_COMPITO ASSEGNATO_.
Aggiorna il testo sul Commissario Diamante riscrivendo il passo tra "Accanto alla scuola" e "2024), la vela.", estremi inclusi, con "la fotografia" al posto di "la vela".

_TESTO DA LEGGERE_.
⁂
Le inchieste del Commissario Diamante
L’Autrice
Nata a Vienna da genitori italiani (e progenitori sparpagliati dal Friuli alla Sicilia), ha insegnato lettere per vent’anni ed ha lavorato nella scuola dell’infanzia come tutor formatore interessandosi di ricerca psicanalitica.
Accanto alla scuola ed alla psicanalisi, tra i suoi molteplici interessi ci sono: la letteratura (la trilogia noir in presentazione, alcuni racconti pubblicati online su Apeiron, sul settimanale Diario e sulla rivista Nautica), il cinema (co-sceneggiatura di Solamente nero, 1978 e Funérailles, 2024), la vela.
La trilogia
Hotel Miniera
La storia è ambientata in Sardegna, tra ex minatori e tradizioni popolari.
Federico Diamante, un commissario con una tristissima vicenda personale alle spalle, è a capo di una sezione “speciale” della polizia che si occupa di delitti sconcertanti, sètte ed esoterismo. Sotto il sole prepotente, caldo ed escludente d’una estate che non vuol saperne di cedere il passo all’autunno, tra spiagge deserte, mare incontaminato, tanto profondi quanto oscuri e malsani cunicoli, i personaggi si rincorrono, ciascuno a suo mondo implacabile; e diventa quasi impossibile distinguere chi insegue da chi è inseguito, chi ha ragione da chi ha torto.
“Si può dimenticare un dolore?” si chiede ad un certo punto Federico. In questa domanda c’è tutto il senso di una storia nella quale non ci sono né sommersi né salvati, ma soltanto uomini in cerca di un equilibrio interiore che è loro negato per colpa, per vizio o per virtù.
La Sardegna del sud si caratterizza, oltre che per le spiagge ancora incontaminate, anche per i suoi rituali folkloristici, immutati nel tempo e testimoni di una cultura forte e in costante lotta contro l’appiattimento e la cancellazione di arcaiche credenze e usanze.
L’area dell’Iglesiente è un territorio in cui pulsano incontrastate la natura e la storia. La natura è incontaminata nei rilievi montuosi come nelle valli, irrorate da fiumi che talvolta precipitano in spettacolari cascate; nelle profonde grotte come nelle spiagge estese che caratterizzano il tratto costiero. La storia dell’uomo è testimoniata dalle numerose emergenze archeologiche e storico-artistiche disseminate in tutto il territorio: dal tempio di Antas al nuraghe Domu de s’orcu, fino alle architetture medioevali di Iglesias e alle rovine del Castello d’Acquafredda, costruito nel 1200 dalla famiglia pisana dei conti della Gherardesca.
⁂
_ELENCO_.
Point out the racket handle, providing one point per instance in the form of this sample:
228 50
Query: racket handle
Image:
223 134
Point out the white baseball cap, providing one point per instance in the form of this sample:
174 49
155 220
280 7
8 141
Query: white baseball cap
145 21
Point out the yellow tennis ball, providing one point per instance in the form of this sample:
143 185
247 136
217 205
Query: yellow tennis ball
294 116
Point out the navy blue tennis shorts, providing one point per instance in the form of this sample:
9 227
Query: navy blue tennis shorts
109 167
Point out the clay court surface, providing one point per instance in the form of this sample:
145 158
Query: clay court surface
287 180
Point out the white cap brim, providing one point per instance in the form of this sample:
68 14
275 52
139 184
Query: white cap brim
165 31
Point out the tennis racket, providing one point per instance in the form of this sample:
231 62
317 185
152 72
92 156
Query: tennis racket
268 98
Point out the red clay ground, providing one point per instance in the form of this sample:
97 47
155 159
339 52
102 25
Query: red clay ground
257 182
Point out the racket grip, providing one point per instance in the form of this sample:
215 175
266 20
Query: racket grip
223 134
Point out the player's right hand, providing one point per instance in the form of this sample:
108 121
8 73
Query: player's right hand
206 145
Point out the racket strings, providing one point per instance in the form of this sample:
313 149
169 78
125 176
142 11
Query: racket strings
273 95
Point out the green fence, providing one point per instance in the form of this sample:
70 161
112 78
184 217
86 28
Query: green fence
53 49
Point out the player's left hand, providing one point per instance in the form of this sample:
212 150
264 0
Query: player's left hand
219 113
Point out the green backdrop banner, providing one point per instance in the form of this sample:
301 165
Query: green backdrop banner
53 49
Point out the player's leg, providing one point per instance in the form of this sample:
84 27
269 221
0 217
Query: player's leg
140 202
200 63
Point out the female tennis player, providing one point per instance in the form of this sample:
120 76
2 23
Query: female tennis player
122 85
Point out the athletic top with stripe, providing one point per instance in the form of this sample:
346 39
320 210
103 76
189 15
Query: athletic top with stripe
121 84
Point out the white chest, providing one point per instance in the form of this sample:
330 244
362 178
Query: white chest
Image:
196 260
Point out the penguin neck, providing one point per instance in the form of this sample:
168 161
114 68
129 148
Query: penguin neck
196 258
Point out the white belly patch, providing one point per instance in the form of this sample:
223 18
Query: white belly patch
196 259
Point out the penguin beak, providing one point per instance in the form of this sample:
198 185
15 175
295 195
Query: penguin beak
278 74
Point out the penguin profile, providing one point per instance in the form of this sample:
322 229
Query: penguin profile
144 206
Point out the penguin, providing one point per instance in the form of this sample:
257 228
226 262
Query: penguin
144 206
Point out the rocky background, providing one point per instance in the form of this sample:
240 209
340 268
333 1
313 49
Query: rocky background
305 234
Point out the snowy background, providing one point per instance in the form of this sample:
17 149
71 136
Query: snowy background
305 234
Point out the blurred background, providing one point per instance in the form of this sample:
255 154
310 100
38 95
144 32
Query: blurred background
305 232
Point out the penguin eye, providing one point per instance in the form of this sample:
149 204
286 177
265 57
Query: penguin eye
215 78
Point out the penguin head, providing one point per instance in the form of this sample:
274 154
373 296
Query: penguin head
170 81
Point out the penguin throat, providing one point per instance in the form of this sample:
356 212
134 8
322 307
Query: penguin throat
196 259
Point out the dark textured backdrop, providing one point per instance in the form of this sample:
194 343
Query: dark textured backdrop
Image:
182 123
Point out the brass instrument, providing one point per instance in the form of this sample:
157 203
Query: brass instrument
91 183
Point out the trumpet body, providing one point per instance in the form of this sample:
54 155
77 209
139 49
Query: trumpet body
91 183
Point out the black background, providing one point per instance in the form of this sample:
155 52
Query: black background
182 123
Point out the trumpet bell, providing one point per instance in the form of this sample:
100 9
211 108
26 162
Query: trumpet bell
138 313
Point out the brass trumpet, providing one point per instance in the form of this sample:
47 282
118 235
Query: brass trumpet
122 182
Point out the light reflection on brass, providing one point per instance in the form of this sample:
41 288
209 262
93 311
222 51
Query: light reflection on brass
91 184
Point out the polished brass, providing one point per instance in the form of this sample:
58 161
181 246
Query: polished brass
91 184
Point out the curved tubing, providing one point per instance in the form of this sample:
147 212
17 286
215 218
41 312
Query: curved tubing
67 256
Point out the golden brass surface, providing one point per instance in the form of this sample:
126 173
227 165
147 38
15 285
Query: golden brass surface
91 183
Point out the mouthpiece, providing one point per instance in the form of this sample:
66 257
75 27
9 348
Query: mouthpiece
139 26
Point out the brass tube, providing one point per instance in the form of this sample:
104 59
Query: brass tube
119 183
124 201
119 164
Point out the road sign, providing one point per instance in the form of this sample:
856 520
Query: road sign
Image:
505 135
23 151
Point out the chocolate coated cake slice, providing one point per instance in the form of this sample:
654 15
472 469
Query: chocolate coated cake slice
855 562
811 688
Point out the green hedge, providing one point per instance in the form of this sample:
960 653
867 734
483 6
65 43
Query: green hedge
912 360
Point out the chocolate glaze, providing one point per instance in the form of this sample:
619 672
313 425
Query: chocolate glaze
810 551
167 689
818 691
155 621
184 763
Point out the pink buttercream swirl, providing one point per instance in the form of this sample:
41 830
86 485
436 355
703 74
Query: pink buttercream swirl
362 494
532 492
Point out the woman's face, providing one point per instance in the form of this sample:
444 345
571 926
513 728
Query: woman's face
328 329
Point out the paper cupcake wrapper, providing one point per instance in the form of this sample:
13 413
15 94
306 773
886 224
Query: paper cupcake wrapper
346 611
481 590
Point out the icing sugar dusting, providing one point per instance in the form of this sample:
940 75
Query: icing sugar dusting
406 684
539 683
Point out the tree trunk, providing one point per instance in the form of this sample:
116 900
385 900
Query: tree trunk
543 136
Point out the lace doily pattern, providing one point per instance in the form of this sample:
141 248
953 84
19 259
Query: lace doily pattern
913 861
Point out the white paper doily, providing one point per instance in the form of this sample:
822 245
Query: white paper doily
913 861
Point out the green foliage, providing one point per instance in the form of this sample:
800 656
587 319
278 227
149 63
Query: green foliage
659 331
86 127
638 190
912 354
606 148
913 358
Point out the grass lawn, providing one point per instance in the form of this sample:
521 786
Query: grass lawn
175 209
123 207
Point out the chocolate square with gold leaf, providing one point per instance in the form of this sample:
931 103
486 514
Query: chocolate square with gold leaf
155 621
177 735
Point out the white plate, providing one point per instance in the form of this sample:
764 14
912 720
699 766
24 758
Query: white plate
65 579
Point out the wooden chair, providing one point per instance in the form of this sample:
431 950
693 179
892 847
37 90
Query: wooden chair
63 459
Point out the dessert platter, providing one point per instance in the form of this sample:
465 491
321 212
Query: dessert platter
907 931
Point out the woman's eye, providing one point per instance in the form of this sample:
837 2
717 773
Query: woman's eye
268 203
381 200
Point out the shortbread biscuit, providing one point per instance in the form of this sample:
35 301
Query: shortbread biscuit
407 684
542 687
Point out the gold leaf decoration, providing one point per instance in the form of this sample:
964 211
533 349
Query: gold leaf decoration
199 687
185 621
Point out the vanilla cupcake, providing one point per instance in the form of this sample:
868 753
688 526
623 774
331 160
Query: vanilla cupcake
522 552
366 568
⁂
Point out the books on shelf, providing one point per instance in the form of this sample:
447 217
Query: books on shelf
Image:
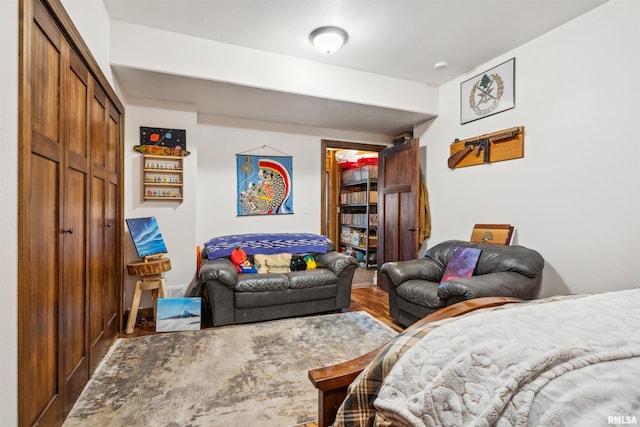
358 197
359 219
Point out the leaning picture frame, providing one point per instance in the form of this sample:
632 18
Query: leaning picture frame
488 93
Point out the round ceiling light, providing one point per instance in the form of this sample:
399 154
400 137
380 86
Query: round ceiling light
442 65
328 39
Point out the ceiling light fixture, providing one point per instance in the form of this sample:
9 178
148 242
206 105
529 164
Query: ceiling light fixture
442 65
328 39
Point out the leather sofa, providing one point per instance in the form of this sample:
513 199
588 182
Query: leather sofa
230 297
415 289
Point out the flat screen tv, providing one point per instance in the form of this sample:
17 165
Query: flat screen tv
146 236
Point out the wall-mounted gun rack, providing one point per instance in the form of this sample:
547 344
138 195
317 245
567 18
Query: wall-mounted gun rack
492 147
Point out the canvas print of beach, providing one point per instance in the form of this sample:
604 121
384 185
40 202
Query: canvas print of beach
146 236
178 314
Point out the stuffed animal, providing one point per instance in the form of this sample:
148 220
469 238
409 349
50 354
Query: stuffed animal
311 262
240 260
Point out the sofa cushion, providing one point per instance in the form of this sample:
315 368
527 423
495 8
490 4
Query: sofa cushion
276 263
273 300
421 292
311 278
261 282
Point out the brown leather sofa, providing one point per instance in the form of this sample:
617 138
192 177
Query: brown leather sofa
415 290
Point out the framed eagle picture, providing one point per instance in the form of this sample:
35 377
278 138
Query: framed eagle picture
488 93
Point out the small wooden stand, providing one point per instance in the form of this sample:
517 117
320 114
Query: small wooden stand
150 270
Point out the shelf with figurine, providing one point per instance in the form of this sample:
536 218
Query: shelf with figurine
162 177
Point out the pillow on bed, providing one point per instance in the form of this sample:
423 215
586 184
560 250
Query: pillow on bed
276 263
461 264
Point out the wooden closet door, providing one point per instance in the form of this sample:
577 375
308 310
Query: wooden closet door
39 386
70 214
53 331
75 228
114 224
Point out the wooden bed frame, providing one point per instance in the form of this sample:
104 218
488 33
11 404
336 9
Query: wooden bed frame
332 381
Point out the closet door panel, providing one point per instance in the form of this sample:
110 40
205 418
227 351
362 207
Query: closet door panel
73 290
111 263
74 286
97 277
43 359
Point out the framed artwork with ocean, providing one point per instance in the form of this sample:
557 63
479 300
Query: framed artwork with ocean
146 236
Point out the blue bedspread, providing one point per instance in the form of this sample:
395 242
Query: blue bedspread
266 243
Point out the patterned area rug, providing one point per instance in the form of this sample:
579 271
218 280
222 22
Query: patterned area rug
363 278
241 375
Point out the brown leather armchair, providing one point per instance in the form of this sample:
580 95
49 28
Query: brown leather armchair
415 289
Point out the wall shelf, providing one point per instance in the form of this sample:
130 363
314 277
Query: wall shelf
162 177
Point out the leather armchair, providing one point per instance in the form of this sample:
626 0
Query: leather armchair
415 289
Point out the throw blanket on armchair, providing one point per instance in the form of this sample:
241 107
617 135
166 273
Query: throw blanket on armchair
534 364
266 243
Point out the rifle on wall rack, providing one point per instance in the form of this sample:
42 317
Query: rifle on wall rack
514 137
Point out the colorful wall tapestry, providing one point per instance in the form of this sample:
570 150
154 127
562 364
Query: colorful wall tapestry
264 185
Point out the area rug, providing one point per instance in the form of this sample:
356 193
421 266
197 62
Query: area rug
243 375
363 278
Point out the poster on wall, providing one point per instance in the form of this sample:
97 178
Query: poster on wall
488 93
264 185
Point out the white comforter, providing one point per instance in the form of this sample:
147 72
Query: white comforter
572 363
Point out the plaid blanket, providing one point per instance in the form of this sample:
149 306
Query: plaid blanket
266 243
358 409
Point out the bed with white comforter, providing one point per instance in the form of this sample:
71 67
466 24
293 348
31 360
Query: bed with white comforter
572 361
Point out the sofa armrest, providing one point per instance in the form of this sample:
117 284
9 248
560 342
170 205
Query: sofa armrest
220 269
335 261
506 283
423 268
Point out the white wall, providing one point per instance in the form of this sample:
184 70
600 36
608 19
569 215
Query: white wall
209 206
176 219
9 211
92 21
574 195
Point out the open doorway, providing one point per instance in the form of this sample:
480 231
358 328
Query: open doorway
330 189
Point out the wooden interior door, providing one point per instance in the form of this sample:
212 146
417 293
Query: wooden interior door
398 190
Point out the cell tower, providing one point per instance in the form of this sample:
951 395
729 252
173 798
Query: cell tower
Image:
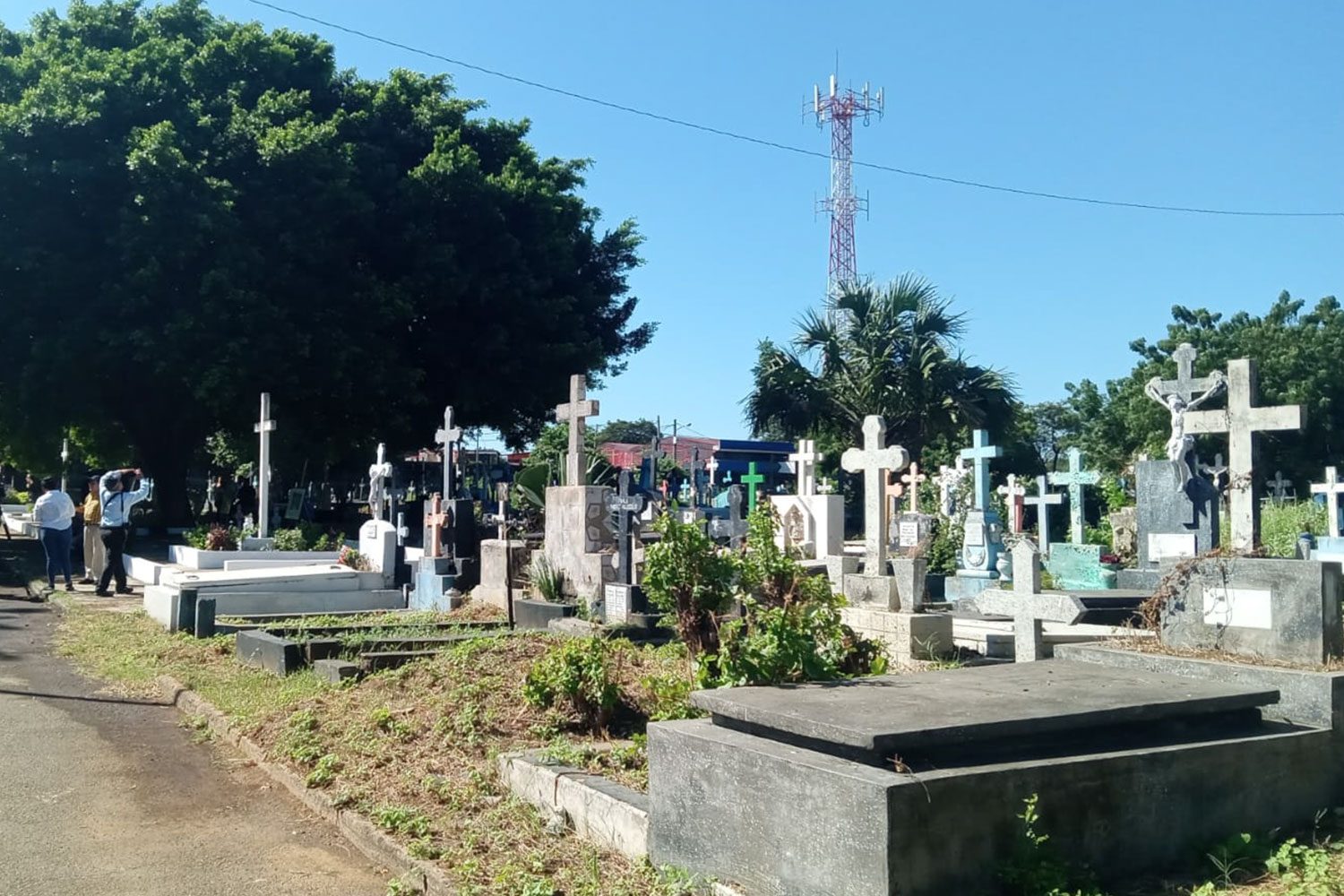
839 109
⁂
_SOLUZIONE DEL COMPITO_.
Accanto alla scuola ed alla psicanalisi, tra i suoi molteplici interessi ci sono: la letteratura (la trilogia noir in presentazione, alcuni racconti pubblicati online su Apeiron, sul settimanale Diario e sulla rivista Nautica), il cinema (co-sceneggiatura di Solamente nero, 1978 e Funérailles, 2024), la fotografia.